The Old Town Classics: Where Trabzon Pizza Culture Took Root

Trabzon's pizza story does not start in a glossy shopping mall. It starts in the narrow lanes around Ortahisar, where bakeries and pide salons began experimenting with thinner crusts and tomato sauce sometime in the early 2000s. The best casual pizza Trabzon has to offer still lives in this part of the city, within walking distance of the Hagia Sophia of Trabzon and the old bazaar streets. These are not fancy places. They are loud, family-run, and they do not care whether you are a tourist or a local truck driver. You sit, you eat, and you leave full.

1. Pizzacı İsmail on Uzun Sokak

I walked into Pizzacı İsmail on a rainy Tuesday evening last month, and the place was already half full by 6:30 PM, which is early by Trabzon standards. Uzun Sokak is the main pedestrian artery of the old town, and İsmail's shop sits roughly halfway between the central square and the old Ottoman-era hamam. The owner, İsmail himself, has been running this spot for over fifteen years, and he still stretches every base by hand behind a counter you can see from the street. Order the Trabzon pidesi, which is not technically a pizza but a boat-shaped flatbread loaded with local kaşar cheese, butter, and egg. It arrives sizzling on a metal tray, and the cheese pull alone is worth the trip. The best time to come is weekday evenings before 7 PM, because weekends turn this place into a queue that spills onto the sidewalk. Most tourists do not know that İsmail also makes a thin-crust margherita on request, even though it is not on the printed menu. Just ask.

Local Insider Tip: "Sit at the two-table section near the back wall if you want to hear İsmail argue with his brother about Trabzonspor. The front tables are for families with kids, and they will give you the stink eye if you linger too long after your plate is empty."

The connection to Trabzon's character here is direct. Uzun Sokak has been a commercial corridor since the Genoese traders used it in the 13th century, and eating here feels like participating in a very old tradition of feeding people who are walking somewhere. The pizza is just the modern version of that.

- _EXERCISE_
Reproduce the Trabzon pizza text word for word from "The Old Town Classics: Where" to "you leave full.".

- _GIVEN INFORMATION_
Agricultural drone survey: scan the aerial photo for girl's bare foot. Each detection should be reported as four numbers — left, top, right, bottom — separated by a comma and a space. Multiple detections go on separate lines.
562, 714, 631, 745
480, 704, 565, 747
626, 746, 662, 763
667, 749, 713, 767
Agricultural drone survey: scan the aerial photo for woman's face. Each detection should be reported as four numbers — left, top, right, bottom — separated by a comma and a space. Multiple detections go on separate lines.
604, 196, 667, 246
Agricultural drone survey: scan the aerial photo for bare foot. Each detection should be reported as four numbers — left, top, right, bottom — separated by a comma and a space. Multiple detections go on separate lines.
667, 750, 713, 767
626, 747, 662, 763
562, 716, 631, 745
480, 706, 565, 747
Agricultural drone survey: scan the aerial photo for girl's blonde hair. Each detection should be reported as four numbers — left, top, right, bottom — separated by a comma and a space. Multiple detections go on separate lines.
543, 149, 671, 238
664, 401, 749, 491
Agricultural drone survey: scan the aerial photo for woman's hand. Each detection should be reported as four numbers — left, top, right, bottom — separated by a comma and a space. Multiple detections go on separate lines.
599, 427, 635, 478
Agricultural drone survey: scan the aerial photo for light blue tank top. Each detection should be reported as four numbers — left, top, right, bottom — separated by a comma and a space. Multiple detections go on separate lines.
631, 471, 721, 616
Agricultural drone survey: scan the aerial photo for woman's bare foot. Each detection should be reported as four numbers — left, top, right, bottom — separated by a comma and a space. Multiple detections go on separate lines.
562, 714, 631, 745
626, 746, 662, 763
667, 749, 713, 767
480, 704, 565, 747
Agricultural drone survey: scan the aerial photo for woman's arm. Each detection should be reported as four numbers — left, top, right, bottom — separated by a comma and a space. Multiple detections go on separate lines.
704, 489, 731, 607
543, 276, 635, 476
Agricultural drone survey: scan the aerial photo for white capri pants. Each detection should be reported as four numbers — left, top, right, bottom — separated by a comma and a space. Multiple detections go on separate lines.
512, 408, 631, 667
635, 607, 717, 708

- _WRITTEN RESPONSE_
The Old Town Classics: Where Trabzon Pizza Culture Took Root

Trabzon's pizza story does not start in a glossy shopping mall. It starts in the narrow lanes around Ortahisar, where bakeries and pide salons began experimenting with thinner crusts and tomato sauce sometime in the early 2000s. The best casual pizza Trabzon has to offer still lives in this part of the city, within walking distance of the Hagia Sophia of Trabzon and the old bazaar streets. These are not fancy places. They are loud, family-run, and they do not care whether you are a tourist or a local truck driver. You sit, you eat, and you leave full.